— START OF Data entries —

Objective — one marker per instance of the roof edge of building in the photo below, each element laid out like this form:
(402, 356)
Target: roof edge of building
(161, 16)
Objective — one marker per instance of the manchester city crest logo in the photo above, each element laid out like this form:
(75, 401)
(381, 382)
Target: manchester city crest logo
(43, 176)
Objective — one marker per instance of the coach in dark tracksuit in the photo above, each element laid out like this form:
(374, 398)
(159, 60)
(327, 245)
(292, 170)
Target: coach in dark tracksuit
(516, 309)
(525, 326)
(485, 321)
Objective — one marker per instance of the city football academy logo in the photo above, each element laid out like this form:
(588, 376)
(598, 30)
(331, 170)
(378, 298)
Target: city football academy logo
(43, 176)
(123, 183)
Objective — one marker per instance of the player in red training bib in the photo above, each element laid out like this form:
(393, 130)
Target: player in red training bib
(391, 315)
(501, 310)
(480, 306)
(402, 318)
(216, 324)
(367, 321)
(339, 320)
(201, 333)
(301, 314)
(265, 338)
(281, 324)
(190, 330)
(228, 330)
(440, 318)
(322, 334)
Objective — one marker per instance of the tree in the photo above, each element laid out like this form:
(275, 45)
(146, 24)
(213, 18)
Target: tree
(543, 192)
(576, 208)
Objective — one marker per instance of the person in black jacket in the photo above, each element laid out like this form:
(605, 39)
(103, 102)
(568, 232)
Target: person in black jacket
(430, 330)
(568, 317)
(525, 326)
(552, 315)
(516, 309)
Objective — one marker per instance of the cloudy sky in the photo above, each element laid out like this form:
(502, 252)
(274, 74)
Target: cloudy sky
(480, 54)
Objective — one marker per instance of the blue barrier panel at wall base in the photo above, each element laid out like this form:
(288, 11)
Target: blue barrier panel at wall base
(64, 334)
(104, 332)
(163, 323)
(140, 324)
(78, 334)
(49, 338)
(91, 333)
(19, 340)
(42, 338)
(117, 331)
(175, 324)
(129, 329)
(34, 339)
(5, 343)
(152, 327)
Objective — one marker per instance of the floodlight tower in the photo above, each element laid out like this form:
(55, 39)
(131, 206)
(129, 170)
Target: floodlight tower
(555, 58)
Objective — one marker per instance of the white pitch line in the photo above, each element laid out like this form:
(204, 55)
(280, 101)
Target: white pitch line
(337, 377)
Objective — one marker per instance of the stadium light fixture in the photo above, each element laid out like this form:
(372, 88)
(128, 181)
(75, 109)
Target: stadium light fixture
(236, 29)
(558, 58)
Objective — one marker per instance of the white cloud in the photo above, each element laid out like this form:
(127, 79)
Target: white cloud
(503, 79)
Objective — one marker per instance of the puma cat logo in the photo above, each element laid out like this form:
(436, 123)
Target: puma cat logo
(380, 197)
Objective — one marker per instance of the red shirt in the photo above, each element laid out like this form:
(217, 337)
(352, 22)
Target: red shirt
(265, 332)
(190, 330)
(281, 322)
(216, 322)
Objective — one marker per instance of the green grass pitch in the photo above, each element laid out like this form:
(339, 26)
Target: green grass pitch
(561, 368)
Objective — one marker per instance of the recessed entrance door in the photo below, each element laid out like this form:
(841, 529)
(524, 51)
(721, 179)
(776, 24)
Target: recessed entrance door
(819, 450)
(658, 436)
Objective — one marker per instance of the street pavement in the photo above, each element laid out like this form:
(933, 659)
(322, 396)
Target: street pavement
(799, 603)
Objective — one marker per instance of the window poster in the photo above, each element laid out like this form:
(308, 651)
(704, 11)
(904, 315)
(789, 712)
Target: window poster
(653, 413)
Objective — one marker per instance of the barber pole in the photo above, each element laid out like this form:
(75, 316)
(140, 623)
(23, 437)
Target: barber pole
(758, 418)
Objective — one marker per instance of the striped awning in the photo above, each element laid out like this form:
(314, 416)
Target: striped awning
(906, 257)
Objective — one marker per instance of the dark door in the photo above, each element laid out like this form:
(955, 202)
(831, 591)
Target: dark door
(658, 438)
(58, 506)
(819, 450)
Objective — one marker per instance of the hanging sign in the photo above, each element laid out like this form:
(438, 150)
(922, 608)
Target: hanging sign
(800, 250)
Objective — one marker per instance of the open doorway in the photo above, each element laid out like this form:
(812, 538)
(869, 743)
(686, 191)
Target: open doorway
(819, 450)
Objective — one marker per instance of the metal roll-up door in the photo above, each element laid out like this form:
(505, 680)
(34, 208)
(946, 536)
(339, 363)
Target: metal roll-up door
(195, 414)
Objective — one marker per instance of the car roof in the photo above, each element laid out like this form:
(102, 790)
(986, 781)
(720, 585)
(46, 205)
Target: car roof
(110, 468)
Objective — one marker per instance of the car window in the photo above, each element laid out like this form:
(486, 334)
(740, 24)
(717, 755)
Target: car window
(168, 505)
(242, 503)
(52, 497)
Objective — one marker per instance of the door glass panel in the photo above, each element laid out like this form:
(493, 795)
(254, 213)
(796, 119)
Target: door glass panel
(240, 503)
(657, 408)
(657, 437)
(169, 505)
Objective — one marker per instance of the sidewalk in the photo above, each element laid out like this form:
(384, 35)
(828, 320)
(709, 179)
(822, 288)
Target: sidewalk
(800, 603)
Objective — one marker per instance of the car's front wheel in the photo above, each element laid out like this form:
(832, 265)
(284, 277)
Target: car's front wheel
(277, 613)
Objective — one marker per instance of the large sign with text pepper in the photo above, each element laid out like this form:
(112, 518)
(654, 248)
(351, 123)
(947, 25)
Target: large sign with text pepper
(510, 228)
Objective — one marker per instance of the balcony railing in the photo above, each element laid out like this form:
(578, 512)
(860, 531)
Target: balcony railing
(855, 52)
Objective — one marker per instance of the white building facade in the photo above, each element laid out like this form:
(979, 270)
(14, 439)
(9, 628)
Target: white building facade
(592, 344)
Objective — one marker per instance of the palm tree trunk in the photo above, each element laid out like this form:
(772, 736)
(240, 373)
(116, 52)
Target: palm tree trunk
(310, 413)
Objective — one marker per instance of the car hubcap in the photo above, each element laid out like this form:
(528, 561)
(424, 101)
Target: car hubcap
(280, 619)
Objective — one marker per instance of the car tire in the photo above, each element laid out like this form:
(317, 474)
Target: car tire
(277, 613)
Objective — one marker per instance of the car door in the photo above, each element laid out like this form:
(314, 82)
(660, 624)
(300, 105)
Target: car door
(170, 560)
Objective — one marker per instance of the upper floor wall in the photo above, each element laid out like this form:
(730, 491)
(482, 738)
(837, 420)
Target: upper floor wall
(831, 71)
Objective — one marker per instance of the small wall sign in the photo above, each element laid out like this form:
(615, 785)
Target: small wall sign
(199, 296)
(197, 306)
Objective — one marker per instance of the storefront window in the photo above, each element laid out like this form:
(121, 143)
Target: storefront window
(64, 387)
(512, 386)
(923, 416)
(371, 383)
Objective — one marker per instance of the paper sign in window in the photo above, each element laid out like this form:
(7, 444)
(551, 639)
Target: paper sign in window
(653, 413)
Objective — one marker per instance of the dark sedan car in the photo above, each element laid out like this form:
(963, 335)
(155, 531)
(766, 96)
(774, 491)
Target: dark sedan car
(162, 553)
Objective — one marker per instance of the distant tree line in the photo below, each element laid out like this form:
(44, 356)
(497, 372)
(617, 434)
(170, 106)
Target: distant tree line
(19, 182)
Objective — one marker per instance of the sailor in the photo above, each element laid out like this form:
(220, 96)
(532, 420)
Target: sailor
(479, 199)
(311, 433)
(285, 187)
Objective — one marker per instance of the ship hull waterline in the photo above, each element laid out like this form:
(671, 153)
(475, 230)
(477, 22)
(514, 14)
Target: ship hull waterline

— END OF Data entries —

• **Problem**: Write out the lines of the records above verbatim, from the line containing "Objective — one marker per instance of the storefront" through the last line of the records.

• **Answer for the task**:
Objective — one marker per instance of the storefront window in the photo above, each element laid out like this form:
(121, 143)
Target: storefront window
(64, 387)
(512, 386)
(923, 416)
(371, 383)
Objective — one marker per instance of the paper sign in window in the photo above, each element laid out like this form:
(7, 444)
(551, 639)
Target: paper sign in window
(653, 413)
Objective — one marker per instance of the dark sedan car in the photo above, each element laid out like this form:
(963, 335)
(155, 531)
(766, 96)
(774, 491)
Target: dark sedan car
(162, 553)
Objective — one marker per instance of the distant tree line in the photo below, each element laid out like this form:
(44, 356)
(497, 372)
(617, 434)
(170, 106)
Target: distant tree line
(19, 182)
Objective — one marker per instance of the sailor in the photo above, each element laid out like this form:
(220, 96)
(532, 420)
Target: sailor
(479, 199)
(311, 433)
(285, 187)
Objective — one marker per instance of the ship hull waterline in the photo above, each element laid out like this form:
(671, 153)
(475, 230)
(477, 22)
(514, 14)
Target: ship hull waterline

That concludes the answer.